**Source passage**

— BEGIN —

A lot of industry forms — as just one example, the Texas Association of Builders residential construction contract form — may already meet this warranty requirement, but of course the actual contract at issue must be reviewed.
If the contractor does not provide this written warranty, then the contractor is effectively under the prior, less contractor-friendly 10-year statute of repose.
The new six-year SOR starts to accrue at "substantial completion of the improvement" at issue.
How do you know what substantial completion is? In at least one instance, Texas courts have used the certificate of substantial completion as the basis for calculating the statute of repose.
On the other hand, industry forms like the TAB or the American Institute of Architects forms make reference to the stage where the owner "can occupy or utilize the Work for its intended use." If one is representing the owner, then, out of an abundance of caution, you should probably go with whichever one of these dates is sooner.
Exceptions to the Statute
There are essentially three limited instances — under both the prior and new law — in which the statute of repose may be extended or not apply.
If the claimant presents "a written claim for damages, contribution, or indemnity to the person performing or furnishing the construction or repair work" during the six-year repose period, the period is extended for "one year from the date the claim is presented."
"Written claim" is not defined; much of this vaguely worded language predates the recent legislation, and I am aware of no case law interpreting this "written claim" exception.
This may mean that if the owner presented a written claim in year six of the statute of repose, the owner now has about a seven-year statute of repose — but at that stage, why risk it? If you are the owner, do not wait for the extension and just get your suit on file as soon as possible if you are in year six.
Though not clear under the new legislation, the claimant likely also gets an exception under the language still in the statute that says if the damage, injury or death occurs during year six of the six-year period, the claimant can bring suit within two years of such damage, injury or death.
In that instance, it is roughly an eight-year statute of repose. But again, why risk it? Do not wait for the extension and just get the suit on file immediately.
An action "based on willful misconduct or fraudulent concealment in connection with the performance of the construction or repair" is excluded from statute of repose protection.
As one might expect, the willful misconduct and fraudulent concealment exception is generally a tough burden for the owner to prove. For example, for fraudulent concealment, Texas case law states the owner has the burden to show the contractor had actual knowledge of the wrong, a duty to disclose the wrong and a fixed purpose to conceal the wrong.
Legislative History and Background
The legislative history reveals this legislation was supported by large homebuilders and residential builder groups, like the Greater Houston Builders Association, Texas Association of Builders and Texans for Lawsuit Reform. The legislation was opposed by residential plaintiff attorney groups like the Texas Trial Lawyers Association, among others.
Other Unanswered Questions From the New Statute
What is a sufficient written warranty to give the residential contractor the protection of the new statute of repose? Is something like the standard American Construction & Education Services Inc. warranty, with its many exclusions, enough? The answer is unclear.

— END —

**Written request A**
From the statute of repose passage, reproduce the text starting at "This may mean" and ending at "in year six.".
**Written request B**
In the statute of repose passage, at what point does the new six-year period start to accrue?

**Region annotation entries**

— BEGIN —

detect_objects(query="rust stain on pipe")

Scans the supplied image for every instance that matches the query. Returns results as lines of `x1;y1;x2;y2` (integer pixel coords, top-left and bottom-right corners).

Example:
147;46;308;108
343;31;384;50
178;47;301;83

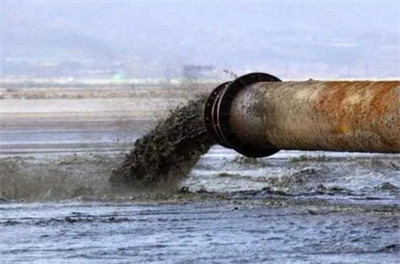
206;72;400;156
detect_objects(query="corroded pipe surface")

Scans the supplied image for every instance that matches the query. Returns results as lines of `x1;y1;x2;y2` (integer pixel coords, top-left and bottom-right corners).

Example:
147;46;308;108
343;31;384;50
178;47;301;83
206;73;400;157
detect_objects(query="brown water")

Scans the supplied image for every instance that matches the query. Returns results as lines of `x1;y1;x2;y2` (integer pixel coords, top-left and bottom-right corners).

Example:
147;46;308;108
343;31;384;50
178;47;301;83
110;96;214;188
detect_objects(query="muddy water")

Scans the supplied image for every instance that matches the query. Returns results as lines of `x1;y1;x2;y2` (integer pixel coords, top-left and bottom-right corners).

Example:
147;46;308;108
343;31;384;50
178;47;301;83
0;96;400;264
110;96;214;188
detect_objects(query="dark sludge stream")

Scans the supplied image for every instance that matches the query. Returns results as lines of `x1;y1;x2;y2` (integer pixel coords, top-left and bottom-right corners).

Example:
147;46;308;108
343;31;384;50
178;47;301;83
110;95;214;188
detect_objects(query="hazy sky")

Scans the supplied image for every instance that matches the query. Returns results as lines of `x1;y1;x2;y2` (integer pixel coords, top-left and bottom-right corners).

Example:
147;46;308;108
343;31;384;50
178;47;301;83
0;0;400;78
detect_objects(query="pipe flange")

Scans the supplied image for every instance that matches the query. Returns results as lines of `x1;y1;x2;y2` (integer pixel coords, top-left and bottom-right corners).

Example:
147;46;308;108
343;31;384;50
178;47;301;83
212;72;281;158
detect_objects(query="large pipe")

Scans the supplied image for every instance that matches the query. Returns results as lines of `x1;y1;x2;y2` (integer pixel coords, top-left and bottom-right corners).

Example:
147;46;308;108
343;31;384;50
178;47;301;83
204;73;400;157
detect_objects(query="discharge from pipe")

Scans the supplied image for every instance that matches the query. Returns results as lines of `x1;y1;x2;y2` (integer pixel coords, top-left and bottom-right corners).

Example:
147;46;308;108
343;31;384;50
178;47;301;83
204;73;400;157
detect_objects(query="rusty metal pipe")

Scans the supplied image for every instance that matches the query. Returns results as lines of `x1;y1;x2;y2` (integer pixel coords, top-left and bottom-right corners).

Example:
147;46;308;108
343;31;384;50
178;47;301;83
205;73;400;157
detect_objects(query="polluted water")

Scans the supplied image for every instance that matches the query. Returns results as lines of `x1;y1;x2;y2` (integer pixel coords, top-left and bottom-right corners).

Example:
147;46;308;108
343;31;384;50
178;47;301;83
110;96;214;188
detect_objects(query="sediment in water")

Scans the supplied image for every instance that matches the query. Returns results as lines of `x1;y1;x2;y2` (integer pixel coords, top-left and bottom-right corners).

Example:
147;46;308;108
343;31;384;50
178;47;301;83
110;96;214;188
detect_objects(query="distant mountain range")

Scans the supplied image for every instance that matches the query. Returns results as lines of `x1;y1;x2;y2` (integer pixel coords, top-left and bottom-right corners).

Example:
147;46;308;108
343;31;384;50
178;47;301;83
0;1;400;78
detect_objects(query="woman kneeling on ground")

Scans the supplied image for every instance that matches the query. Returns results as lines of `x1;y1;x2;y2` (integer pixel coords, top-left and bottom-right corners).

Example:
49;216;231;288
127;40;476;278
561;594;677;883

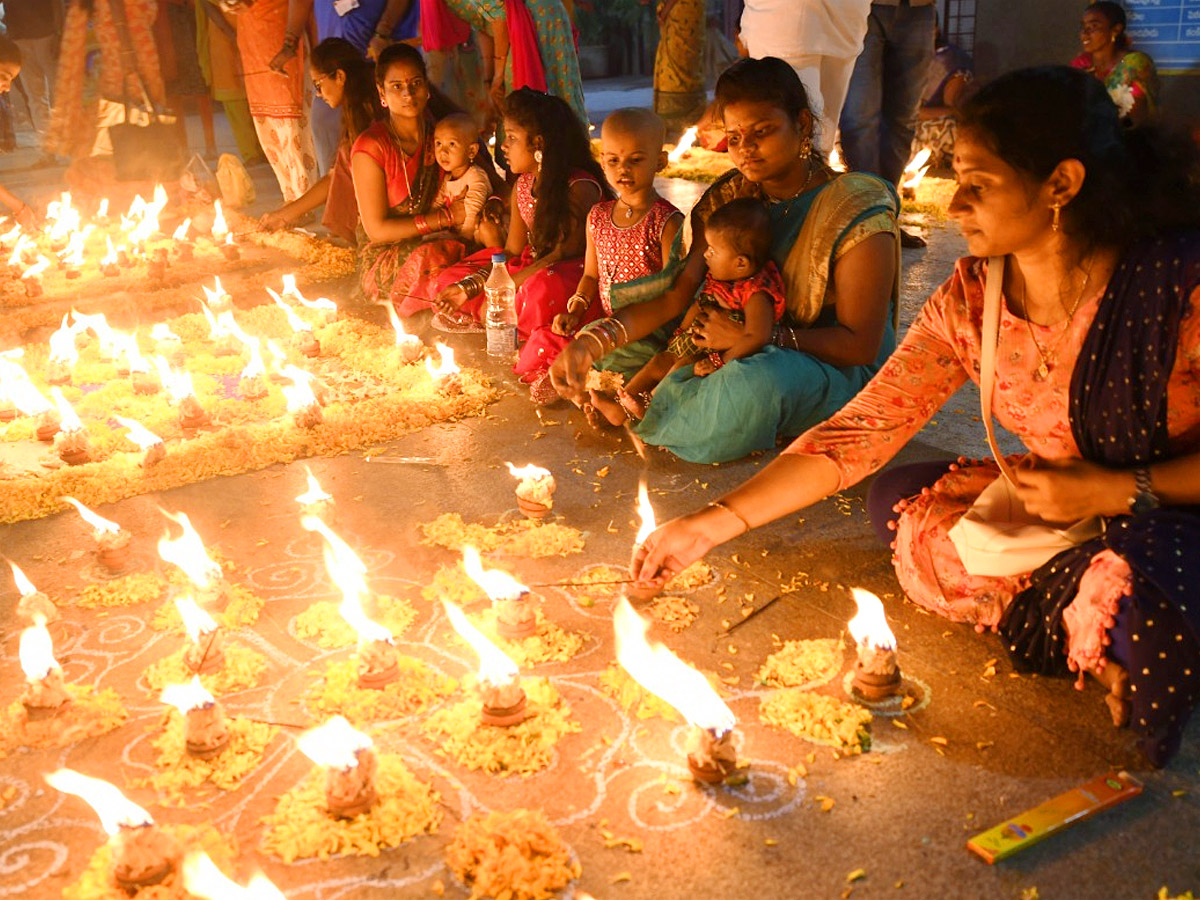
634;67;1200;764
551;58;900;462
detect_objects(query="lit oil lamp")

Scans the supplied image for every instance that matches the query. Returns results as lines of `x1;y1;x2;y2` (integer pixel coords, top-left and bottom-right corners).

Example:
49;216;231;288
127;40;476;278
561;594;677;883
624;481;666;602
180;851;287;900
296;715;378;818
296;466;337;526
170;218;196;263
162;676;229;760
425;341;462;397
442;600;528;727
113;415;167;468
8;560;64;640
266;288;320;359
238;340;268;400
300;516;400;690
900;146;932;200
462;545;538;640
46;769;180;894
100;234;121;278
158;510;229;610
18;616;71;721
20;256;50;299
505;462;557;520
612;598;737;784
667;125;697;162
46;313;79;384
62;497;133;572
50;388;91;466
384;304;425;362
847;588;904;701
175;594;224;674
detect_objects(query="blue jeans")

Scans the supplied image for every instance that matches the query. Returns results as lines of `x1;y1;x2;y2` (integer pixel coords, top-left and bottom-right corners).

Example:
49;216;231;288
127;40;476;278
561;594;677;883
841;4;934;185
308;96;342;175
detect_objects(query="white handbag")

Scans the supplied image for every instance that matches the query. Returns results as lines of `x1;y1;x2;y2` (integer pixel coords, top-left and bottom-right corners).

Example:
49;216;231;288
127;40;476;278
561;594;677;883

— END —

**Response A**
This may mean that if the owner presented a written claim in year six of the statute of repose, the owner now has about a seven-year statute of repose — but at that stage, why risk it? If you are the owner, do not wait for the extension and just get your suit on file as soon as possible if you are in year six.

**Response B**
At substantial completion of the improvement at issue.